Records from a data source:

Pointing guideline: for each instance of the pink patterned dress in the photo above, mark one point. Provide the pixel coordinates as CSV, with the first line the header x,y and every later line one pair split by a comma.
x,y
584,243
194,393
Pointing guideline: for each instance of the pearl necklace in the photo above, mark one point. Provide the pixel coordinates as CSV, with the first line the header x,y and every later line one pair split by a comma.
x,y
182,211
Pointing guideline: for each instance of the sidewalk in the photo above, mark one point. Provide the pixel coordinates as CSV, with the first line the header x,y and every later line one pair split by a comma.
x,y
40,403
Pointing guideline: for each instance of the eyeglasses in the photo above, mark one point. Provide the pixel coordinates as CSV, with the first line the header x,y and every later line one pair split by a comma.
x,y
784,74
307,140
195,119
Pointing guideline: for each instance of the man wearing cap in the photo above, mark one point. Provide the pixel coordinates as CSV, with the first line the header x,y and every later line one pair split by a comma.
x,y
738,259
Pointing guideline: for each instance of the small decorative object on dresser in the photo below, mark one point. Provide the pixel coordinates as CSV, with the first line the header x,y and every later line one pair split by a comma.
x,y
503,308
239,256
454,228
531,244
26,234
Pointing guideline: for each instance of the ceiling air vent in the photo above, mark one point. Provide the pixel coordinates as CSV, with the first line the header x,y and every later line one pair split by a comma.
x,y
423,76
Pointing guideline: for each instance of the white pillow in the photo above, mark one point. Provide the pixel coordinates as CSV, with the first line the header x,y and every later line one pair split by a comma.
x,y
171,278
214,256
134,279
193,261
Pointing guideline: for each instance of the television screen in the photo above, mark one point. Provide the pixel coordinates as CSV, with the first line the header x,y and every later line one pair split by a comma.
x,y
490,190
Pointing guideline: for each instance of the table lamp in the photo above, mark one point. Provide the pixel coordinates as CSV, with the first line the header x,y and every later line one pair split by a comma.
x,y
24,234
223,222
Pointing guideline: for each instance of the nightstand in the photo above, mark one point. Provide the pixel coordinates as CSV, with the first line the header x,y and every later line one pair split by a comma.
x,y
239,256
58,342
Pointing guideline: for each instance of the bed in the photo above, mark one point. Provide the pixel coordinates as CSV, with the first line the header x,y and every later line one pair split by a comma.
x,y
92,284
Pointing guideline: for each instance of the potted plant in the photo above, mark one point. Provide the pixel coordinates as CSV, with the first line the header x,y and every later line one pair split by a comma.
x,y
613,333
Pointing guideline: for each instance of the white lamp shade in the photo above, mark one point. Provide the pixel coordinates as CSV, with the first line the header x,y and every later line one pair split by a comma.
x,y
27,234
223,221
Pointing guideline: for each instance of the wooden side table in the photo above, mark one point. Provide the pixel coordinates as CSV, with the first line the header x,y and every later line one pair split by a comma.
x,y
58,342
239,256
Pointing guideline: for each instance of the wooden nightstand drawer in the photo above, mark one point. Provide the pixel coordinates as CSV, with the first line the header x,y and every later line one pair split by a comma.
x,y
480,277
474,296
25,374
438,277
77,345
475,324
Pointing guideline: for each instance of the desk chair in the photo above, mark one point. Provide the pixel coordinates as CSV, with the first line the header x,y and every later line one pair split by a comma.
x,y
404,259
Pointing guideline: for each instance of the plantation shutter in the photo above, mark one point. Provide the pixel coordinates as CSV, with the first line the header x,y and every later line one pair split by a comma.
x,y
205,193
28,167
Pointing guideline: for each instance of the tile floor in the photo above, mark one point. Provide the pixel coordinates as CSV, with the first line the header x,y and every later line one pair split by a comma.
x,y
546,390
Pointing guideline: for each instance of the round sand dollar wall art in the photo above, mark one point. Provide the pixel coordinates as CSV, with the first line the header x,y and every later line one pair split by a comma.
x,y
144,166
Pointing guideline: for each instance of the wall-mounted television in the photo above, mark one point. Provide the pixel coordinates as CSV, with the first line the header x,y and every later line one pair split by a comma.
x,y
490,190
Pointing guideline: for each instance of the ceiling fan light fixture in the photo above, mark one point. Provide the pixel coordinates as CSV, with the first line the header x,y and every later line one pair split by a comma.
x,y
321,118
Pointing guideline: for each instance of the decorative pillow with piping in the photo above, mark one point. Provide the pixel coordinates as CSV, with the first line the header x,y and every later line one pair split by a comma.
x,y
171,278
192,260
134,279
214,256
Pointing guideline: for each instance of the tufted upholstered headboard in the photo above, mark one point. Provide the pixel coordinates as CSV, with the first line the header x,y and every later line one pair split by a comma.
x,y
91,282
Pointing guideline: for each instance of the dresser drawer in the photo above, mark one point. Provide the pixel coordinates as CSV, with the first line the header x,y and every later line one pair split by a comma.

- [TO DO] Each entry is to be output exactly as it was written.

- [YOUR RESPONSE]
Pointing guideline: for each instance of the pink patterned dress in the photo above, mark one point. Provide the pixel coordinates as CSV, with the first line the header x,y and every later line one pair split by a comma.
x,y
584,243
194,393
Pointing guideline: for each instance of the pearl necklace in the photo above, mark one point. Provide the pixel coordinates as CSV, with the first line the header x,y and every later line one pair split by a comma.
x,y
182,211
Pointing guideline: for each instance of the sidewalk in the photo above, mark one point. Provide the pixel coordinates as CSV, with the first line the header x,y and every later line one pair split by a comma.
x,y
40,403
Pointing guideline: for each instance of the eyeglasses in the photo above, mark one point. Provide the pixel coordinates as CSV, with the first line the header x,y and every later line one pair split by a comma.
x,y
784,74
307,140
195,119
Pointing guideline: for each instance of the man wearing cap in the photo above, mark one point. Provide the pixel coordinates as CSV, with the first line the header x,y and every later line one pair split by a comma.
x,y
738,259
Pointing guideline: for each instance of the small decorative object on dresser in the photo below, mark one point. Provide the pixel coordinates as CSV, with the first line the header x,y and every later line one pair split by a comma.
x,y
503,308
239,256
454,228
531,244
26,234
Pointing guideline: for each instance of the ceiling air vent in the photo above, mark one point. Provide the pixel coordinates as CSV, with the first line the header x,y and every later line one pair split by a comma.
x,y
423,76
Pointing guideline: for each instance of the white pillow in the photo above, mark one point. Provide the pixel coordinates as CSV, with the first line the header x,y and every later line one pair split by a comma.
x,y
171,278
214,256
134,279
193,261
Pointing guideline: for each instance of the television screen in the photo above, mark one point. Provide the pixel coordinates as CSV, with the first line the header x,y and every later line one pair split by a comma.
x,y
490,190
Pointing guideline: for each instance of the table lamp in the photo above, mark one point. Provide the pixel coordinates as CSV, with the first line the header x,y and every later line one pair split by a comma.
x,y
24,234
223,222
Pointing guideline: for each instance of the nightstand in the photo above, mark one point. Provide the pixel coordinates as CSV, with the first line the header x,y and every later line one pair split by a comma.
x,y
239,256
58,342
Pointing guideline: for each instance of the bed in the photo above, mark one point. Provide the pixel coordinates as CSV, with the first line the header x,y and every later line one pair split by a comma.
x,y
92,284
Pointing guideline: for each instance of the potted plant in the photo above, mark one point. Provide the pixel coordinates as CSV, with the first line the header x,y and every later line one pair split by a comma.
x,y
613,333
Pointing guideline: for each instance of the white lamp shade in the photo above, mark one point. Provide the pixel coordinates as CSV, with the first line the header x,y and every later line one pair split by a comma.
x,y
27,234
223,221
Pointing guideline: for each instance of the wooden side table in the photo above, mark one point. Provide the pixel coordinates as CSV, with the first line the header x,y and every later line one pair split by a comma.
x,y
58,342
239,256
Pointing guideline: for each instance of the wooden nightstand drawer in the photo above, mark one point. Provide the pixel coordinates as CSV, with the first line the header x,y and every later line one pair split by a comma.
x,y
480,277
474,296
25,374
438,277
77,345
475,324
Pointing guideline: for each instance of the desk chair in the photo above, mark one point. Provide the pixel coordinates as CSV, with the first line the header x,y and every later line one pair split by a comma.
x,y
404,259
Pointing guideline: for each instance of the plantation shutter in the photo above, mark one point. Provide the pixel coordinates as CSV, with the first line the header x,y and every later line one pair split by a comma.
x,y
205,193
28,167
Pointing guideline: for each instance of the tile floor in the photo above, mark one point. Provide the pixel coordinates as CSV, with the first line the header x,y and every later line one pair split by a comma.
x,y
546,390
Pointing guideline: for each instance of the round sand dollar wall art in the photo above, mark one point. Provide the pixel coordinates as CSV, with the first line the header x,y and every later line one pair split by a comma.
x,y
144,166
Pointing guideline: for each instance of the wall-mounted television in the photo above, mark one point. Provide the pixel coordinates as CSV, with the first line the header x,y and every later line one pair split by a comma.
x,y
490,190
Pointing guideline: for each instance of the ceiling fan light fixture in the photo above, mark one point. Provide the pixel coordinates as CSV, with the first line the header x,y and every later line one pair split by a comma.
x,y
321,118
Pointing guideline: for each instance of the decorative pillow with piping in the photo above, mark one point. Provide the pixel coordinates as CSV, with the first line the header x,y and every later line one pair split by a comma.
x,y
171,278
192,260
134,279
214,256
Pointing guideline: for each instance of the tufted upholstered headboard in the photo above, mark one point. Provide the pixel coordinates as CSV, with the first line the header x,y and every later line one pair split by a comma.
x,y
91,282
Pointing guideline: for each instance of the dresser drawer in the photo above, mark one point. Provide the pixel coordinates as CSV, with the first line the header x,y and every later line one pair split by a comma.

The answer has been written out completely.